=== TASK TO COMPLETE ===
Reproduce the lines below verbatim, starting at the one that contains "else: point(70, 4)." and ending at the one that contains "point(44, 80)", with both of those lines included.

=== DATA FOR THE TASK ===

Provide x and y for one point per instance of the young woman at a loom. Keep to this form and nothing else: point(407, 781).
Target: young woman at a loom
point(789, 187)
---
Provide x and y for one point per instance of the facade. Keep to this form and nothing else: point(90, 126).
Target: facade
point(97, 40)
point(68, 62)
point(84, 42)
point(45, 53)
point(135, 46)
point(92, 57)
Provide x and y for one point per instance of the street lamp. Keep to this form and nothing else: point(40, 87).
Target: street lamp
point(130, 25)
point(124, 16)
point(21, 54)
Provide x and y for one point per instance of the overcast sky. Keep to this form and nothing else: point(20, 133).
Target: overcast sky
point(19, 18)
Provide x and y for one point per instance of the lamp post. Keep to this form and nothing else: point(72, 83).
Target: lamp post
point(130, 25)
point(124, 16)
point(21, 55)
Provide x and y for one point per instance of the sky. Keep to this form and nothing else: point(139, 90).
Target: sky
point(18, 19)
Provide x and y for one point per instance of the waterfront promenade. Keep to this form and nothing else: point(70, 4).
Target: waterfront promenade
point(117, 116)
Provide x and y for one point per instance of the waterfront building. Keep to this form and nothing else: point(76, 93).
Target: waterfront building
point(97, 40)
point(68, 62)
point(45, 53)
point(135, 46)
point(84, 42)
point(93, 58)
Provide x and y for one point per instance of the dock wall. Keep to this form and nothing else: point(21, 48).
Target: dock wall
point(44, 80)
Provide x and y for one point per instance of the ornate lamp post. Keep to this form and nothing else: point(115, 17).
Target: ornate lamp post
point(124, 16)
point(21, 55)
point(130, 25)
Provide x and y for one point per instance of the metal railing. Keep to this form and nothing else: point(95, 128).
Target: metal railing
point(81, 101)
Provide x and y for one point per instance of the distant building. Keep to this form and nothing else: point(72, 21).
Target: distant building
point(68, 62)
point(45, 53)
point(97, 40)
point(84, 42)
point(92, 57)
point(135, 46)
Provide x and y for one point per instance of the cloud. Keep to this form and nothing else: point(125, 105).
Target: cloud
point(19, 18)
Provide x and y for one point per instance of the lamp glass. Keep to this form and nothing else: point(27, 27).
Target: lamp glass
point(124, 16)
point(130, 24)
* * *
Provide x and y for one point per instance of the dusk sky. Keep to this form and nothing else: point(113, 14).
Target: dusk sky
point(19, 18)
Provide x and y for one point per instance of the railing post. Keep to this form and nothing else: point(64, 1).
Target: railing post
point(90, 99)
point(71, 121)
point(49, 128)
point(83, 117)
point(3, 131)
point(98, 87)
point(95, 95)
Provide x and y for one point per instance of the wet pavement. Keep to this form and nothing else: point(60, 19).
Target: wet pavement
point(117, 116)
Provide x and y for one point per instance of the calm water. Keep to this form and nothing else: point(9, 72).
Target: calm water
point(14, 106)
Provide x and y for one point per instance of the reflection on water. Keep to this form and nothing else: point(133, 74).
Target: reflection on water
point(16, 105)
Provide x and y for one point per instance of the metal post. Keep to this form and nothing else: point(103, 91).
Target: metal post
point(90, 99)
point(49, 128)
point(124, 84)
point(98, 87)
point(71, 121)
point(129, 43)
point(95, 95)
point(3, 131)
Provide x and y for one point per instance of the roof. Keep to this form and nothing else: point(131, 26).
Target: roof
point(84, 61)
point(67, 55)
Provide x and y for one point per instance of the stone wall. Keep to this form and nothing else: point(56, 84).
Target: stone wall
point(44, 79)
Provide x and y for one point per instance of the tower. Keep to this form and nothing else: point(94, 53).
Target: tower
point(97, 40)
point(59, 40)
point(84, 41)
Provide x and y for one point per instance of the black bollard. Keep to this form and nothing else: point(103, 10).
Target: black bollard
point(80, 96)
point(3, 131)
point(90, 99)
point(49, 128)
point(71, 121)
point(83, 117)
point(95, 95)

=== FINISHED TASK ===
Provide x and y for one point per instance of the waterfront promenade. Keep to this form and nothing else: point(70, 4).
Target: waterfront promenade
point(117, 116)
Provide x and y for one point per instance of the waterfront building. Keep to this form and nothing else: point(76, 93).
Target: waterfront building
point(97, 40)
point(68, 62)
point(45, 53)
point(135, 46)
point(84, 42)
point(93, 58)
Provide x and y for one point per instance of the dock wall. Keep to this form and nothing else: point(21, 48).
Target: dock wall
point(44, 80)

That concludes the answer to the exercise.